WRITTEN TASK ::
Starting at the line that contains "Category: cheetah's head" and ending at the last line of the material, write out every line again, including the category and instruction lines. Add 18 to each number in the point coordinates.

DATA PROVIDED ::
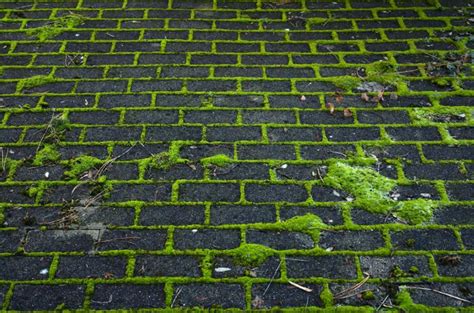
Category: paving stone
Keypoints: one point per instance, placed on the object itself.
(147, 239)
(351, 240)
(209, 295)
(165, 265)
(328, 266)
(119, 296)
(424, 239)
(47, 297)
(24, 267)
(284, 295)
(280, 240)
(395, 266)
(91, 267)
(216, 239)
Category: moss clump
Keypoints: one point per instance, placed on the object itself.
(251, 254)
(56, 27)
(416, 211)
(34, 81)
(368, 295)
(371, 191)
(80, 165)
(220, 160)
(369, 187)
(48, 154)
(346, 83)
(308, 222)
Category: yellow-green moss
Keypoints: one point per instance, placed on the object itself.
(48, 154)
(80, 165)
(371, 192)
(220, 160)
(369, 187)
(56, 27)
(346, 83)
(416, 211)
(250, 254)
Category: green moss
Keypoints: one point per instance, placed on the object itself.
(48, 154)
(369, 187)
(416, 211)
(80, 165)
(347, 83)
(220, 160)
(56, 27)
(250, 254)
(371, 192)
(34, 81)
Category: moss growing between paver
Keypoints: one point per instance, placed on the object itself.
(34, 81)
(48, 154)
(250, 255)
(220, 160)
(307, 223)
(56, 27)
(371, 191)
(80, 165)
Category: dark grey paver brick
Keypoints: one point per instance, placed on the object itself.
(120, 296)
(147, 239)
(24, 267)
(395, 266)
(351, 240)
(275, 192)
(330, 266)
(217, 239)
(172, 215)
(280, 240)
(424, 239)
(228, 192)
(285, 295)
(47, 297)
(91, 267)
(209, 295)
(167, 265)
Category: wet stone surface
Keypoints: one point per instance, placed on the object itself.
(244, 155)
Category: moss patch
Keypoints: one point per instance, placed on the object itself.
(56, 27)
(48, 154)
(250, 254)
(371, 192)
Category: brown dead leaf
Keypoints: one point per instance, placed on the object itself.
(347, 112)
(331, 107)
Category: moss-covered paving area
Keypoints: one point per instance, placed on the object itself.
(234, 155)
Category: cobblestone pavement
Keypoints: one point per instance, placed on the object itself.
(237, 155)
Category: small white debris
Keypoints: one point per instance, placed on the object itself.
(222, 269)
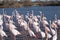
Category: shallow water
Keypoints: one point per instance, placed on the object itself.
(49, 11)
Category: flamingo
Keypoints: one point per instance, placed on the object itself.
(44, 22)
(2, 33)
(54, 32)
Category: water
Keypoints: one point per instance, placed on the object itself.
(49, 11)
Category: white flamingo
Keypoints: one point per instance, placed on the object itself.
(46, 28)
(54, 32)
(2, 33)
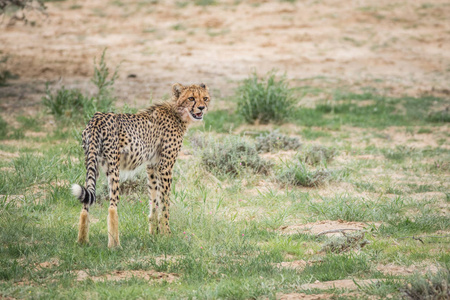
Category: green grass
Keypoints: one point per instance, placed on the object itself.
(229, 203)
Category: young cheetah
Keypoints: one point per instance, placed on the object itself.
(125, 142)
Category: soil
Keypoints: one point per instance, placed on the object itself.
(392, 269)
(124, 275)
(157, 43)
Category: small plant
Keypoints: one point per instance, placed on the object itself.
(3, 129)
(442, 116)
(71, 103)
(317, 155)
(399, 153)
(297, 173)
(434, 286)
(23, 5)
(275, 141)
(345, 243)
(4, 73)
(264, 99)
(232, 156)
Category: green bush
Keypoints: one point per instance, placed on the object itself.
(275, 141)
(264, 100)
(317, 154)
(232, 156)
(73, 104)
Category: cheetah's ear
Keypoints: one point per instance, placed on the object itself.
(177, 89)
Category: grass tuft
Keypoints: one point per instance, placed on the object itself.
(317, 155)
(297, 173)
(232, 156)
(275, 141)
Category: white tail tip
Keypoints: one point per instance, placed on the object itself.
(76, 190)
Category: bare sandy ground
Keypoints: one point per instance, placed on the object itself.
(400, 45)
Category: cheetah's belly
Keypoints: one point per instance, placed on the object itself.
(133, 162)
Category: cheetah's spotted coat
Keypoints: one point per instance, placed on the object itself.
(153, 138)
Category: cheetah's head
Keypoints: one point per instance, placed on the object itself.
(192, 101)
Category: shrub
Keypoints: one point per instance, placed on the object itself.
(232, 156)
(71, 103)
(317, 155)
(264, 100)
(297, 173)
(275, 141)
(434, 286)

REPLY ::
Category: cheetah's head
Keypoints: one point per instance, placed on the object itself.
(210, 119)
Category: shrub
Keypoints: one point per instance, placed on the object itself.
(250, 174)
(89, 121)
(335, 173)
(282, 118)
(315, 191)
(293, 159)
(452, 304)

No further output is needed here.